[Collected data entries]
####

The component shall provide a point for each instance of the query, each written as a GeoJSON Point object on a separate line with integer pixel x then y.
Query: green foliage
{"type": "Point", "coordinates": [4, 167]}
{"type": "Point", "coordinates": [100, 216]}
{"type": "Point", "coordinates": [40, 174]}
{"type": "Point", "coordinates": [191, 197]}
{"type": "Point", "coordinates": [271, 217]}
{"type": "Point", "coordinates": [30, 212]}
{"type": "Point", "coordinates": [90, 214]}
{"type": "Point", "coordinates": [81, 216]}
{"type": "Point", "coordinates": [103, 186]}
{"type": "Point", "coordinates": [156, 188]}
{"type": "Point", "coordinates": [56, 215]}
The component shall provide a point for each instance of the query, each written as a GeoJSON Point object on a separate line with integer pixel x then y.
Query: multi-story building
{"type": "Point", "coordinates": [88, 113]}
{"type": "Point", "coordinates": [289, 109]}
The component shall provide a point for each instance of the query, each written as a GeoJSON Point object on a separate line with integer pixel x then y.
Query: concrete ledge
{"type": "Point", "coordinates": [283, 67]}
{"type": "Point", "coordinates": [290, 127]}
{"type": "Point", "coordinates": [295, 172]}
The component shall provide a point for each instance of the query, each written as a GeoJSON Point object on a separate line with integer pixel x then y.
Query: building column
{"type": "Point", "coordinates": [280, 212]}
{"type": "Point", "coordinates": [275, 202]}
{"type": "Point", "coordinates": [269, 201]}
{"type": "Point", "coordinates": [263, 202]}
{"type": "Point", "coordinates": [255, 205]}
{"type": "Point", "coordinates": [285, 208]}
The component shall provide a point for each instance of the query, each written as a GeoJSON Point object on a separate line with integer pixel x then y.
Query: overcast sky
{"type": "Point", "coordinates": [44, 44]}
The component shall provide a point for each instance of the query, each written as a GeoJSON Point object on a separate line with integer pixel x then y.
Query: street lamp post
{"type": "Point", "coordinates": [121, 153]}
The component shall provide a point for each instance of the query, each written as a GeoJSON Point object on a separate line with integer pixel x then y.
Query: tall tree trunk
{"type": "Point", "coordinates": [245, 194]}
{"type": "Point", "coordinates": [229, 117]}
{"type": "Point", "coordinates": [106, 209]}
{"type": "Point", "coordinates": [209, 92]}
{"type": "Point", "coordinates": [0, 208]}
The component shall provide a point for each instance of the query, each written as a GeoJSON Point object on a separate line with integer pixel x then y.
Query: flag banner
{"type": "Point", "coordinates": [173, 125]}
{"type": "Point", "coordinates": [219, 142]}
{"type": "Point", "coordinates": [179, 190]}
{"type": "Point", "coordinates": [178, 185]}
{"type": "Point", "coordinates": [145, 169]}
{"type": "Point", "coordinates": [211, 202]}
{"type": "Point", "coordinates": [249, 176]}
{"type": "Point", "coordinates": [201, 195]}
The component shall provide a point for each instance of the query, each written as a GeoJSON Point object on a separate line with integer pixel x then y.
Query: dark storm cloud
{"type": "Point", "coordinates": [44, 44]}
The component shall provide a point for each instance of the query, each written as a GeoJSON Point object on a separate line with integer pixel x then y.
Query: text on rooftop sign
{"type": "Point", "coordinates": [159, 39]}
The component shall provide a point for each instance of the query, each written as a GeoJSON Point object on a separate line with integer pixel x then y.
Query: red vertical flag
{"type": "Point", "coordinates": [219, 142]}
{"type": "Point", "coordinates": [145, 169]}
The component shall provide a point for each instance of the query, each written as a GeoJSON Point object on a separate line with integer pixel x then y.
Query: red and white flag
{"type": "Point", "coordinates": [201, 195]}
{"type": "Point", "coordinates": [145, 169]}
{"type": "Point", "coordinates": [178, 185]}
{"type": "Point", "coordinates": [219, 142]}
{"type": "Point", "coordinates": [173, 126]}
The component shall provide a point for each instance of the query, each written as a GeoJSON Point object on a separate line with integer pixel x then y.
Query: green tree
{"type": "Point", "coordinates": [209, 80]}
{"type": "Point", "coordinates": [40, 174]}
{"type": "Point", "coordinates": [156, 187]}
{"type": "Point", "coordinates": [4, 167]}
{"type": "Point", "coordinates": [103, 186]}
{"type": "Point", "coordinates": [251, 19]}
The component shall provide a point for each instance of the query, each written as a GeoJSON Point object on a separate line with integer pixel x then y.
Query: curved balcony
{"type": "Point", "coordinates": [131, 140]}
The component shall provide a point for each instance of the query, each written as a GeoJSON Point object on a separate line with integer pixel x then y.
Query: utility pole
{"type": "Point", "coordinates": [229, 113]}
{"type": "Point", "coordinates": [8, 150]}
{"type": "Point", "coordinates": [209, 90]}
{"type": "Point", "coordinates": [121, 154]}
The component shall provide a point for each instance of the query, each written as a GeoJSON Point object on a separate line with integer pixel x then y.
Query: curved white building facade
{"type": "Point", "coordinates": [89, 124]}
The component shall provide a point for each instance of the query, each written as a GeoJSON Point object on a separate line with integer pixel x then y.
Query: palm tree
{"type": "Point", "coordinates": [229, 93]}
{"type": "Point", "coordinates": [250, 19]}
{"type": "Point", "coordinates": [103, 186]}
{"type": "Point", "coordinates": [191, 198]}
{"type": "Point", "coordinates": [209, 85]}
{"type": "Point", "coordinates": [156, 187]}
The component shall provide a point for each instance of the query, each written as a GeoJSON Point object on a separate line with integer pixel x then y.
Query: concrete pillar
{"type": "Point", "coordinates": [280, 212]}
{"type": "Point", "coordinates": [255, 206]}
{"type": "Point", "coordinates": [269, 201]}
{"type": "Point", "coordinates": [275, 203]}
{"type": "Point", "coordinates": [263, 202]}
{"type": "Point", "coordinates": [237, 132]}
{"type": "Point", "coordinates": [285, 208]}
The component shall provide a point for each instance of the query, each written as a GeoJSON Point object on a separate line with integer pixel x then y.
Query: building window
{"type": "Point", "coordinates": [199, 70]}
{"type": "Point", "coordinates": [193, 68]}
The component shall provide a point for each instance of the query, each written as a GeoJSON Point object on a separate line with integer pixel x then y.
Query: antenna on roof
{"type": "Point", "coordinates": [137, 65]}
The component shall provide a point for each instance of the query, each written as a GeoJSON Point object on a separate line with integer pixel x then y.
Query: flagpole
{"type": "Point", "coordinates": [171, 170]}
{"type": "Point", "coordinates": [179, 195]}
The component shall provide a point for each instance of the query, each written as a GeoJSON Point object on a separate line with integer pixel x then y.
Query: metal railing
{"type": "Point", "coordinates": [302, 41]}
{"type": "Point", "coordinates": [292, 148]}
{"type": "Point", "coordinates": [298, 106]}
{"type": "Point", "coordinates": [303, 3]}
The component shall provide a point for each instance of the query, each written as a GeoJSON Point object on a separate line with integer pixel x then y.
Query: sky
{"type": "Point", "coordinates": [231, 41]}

####

Restate every record above, exactly, in full.

The component shall provide a point for each instance of the query, each written as a GeoJSON Point object on a separate line with integer pixel x then y.
Query: green foliage
{"type": "Point", "coordinates": [4, 167]}
{"type": "Point", "coordinates": [100, 216]}
{"type": "Point", "coordinates": [40, 174]}
{"type": "Point", "coordinates": [191, 197]}
{"type": "Point", "coordinates": [271, 217]}
{"type": "Point", "coordinates": [30, 212]}
{"type": "Point", "coordinates": [90, 214]}
{"type": "Point", "coordinates": [81, 216]}
{"type": "Point", "coordinates": [103, 186]}
{"type": "Point", "coordinates": [156, 188]}
{"type": "Point", "coordinates": [56, 215]}
The component shall provide a point for each instance of the query, each written as a GeoJSON Point object on a separate line with integer pixel x then y.
Query: multi-story building
{"type": "Point", "coordinates": [88, 113]}
{"type": "Point", "coordinates": [289, 109]}
The component shall provide a point for each instance of the query, each written as a GeoJSON Point object on a separate line with integer pixel x then y.
Query: concrete ledge
{"type": "Point", "coordinates": [283, 67]}
{"type": "Point", "coordinates": [290, 127]}
{"type": "Point", "coordinates": [295, 172]}
The component shall provide a point for each instance of the query, each written as a GeoJSON Point object on a separate line with integer pixel x then y.
Query: building column
{"type": "Point", "coordinates": [280, 212]}
{"type": "Point", "coordinates": [275, 202]}
{"type": "Point", "coordinates": [269, 201]}
{"type": "Point", "coordinates": [263, 202]}
{"type": "Point", "coordinates": [255, 205]}
{"type": "Point", "coordinates": [285, 208]}
The component shall provide a point for each instance of the query, each written as a GeoJSON Point object on a separate line with integer pixel x then y.
Query: overcast sky
{"type": "Point", "coordinates": [44, 44]}
The component shall provide a point for each instance of the query, each written as a GeoJSON Point object on a separate line with integer pixel x then y.
Query: street lamp post
{"type": "Point", "coordinates": [121, 153]}
The component shall provide a point for each instance of the query, each written as a GeoJSON Point object on a separate line with integer pixel x then y.
Query: tall tree trunk
{"type": "Point", "coordinates": [245, 194]}
{"type": "Point", "coordinates": [229, 117]}
{"type": "Point", "coordinates": [106, 209]}
{"type": "Point", "coordinates": [209, 92]}
{"type": "Point", "coordinates": [0, 208]}
The component shall provide a point for each instance of the query, each written as a GeoJSON Point object on a separate line with integer pixel x then y.
Query: flag banner
{"type": "Point", "coordinates": [173, 125]}
{"type": "Point", "coordinates": [219, 142]}
{"type": "Point", "coordinates": [179, 190]}
{"type": "Point", "coordinates": [178, 185]}
{"type": "Point", "coordinates": [145, 169]}
{"type": "Point", "coordinates": [211, 202]}
{"type": "Point", "coordinates": [249, 176]}
{"type": "Point", "coordinates": [201, 195]}
The component shall provide a point for each instance of the query, each written as a GeoJSON Point object on a separate line with integer pixel x then y.
Query: dark storm cloud
{"type": "Point", "coordinates": [44, 44]}
The component shall provide a point for each instance of the query, each written as a GeoJSON Point object on a separate line with integer pixel x then y.
Query: text on rooftop sign
{"type": "Point", "coordinates": [159, 39]}
The component shall provide a point for each instance of the query, each written as a GeoJSON Point object on a separate line with integer pixel x then y.
Query: red vertical flag
{"type": "Point", "coordinates": [219, 142]}
{"type": "Point", "coordinates": [145, 169]}
The component shall provide a point for each instance of the query, each written as a GeoJSON Point object on a separate line with integer pixel x then y.
Query: red and white flag
{"type": "Point", "coordinates": [201, 195]}
{"type": "Point", "coordinates": [145, 169]}
{"type": "Point", "coordinates": [178, 185]}
{"type": "Point", "coordinates": [219, 142]}
{"type": "Point", "coordinates": [173, 126]}
The component shall provide a point for each instance of the query, each written as a GeoJSON Point object on a separate line with integer pixel x then y.
Query: green tree
{"type": "Point", "coordinates": [209, 80]}
{"type": "Point", "coordinates": [40, 174]}
{"type": "Point", "coordinates": [156, 187]}
{"type": "Point", "coordinates": [4, 167]}
{"type": "Point", "coordinates": [103, 186]}
{"type": "Point", "coordinates": [251, 19]}
The component shall provide a point for each instance of the query, each written as a GeoJSON Point object on a separate line with integer pixel x then y.
Query: curved balcony
{"type": "Point", "coordinates": [131, 140]}
The component shall provide a point for each instance of the query, each written as a GeoJSON Point object on a separate line with integer pixel x then y.
Query: utility pole
{"type": "Point", "coordinates": [229, 113]}
{"type": "Point", "coordinates": [8, 150]}
{"type": "Point", "coordinates": [209, 90]}
{"type": "Point", "coordinates": [121, 154]}
The component shall provide a point for each instance of the query, each written as a GeoJSON Point object on a separate line with integer pixel x then y.
Query: curved white building facade
{"type": "Point", "coordinates": [89, 124]}
The component shall provide a point for each instance of the query, each written as a GeoJSON Point object on a separate line with integer pixel x then y.
Query: palm tree
{"type": "Point", "coordinates": [229, 93]}
{"type": "Point", "coordinates": [250, 19]}
{"type": "Point", "coordinates": [103, 186]}
{"type": "Point", "coordinates": [191, 198]}
{"type": "Point", "coordinates": [209, 85]}
{"type": "Point", "coordinates": [156, 187]}
The component shall provide a point for each instance of the query, each written as a GeoJSON Point object on a separate line with integer pixel x then y.
Query: concrete pillar
{"type": "Point", "coordinates": [280, 212]}
{"type": "Point", "coordinates": [255, 206]}
{"type": "Point", "coordinates": [269, 201]}
{"type": "Point", "coordinates": [275, 203]}
{"type": "Point", "coordinates": [263, 202]}
{"type": "Point", "coordinates": [237, 132]}
{"type": "Point", "coordinates": [285, 208]}
The component shall provide a point for each instance of the query, each written as a GeoJSON Point object on a separate line with integer pixel x then y.
Query: building window
{"type": "Point", "coordinates": [199, 70]}
{"type": "Point", "coordinates": [193, 68]}
The component shall provide a point for each instance of the query, each written as a GeoJSON Point object on a separate line with integer pixel x then y.
Query: antenna on roof
{"type": "Point", "coordinates": [137, 65]}
The component shall provide a point for each instance of the query, each written as a GeoJSON Point object on a separate line with integer pixel x then y.
Query: flagpole
{"type": "Point", "coordinates": [171, 170]}
{"type": "Point", "coordinates": [179, 195]}
The component shall provide a point for each instance of the query, each written as a GeoJSON Point object on a separate line with integer pixel x then y.
Query: metal railing
{"type": "Point", "coordinates": [302, 41]}
{"type": "Point", "coordinates": [292, 148]}
{"type": "Point", "coordinates": [298, 106]}
{"type": "Point", "coordinates": [303, 3]}
The component shall provide a point for each instance of the query, each written as a GeoJSON Point object on a separate line with integer pixel x then y.
Query: sky
{"type": "Point", "coordinates": [231, 41]}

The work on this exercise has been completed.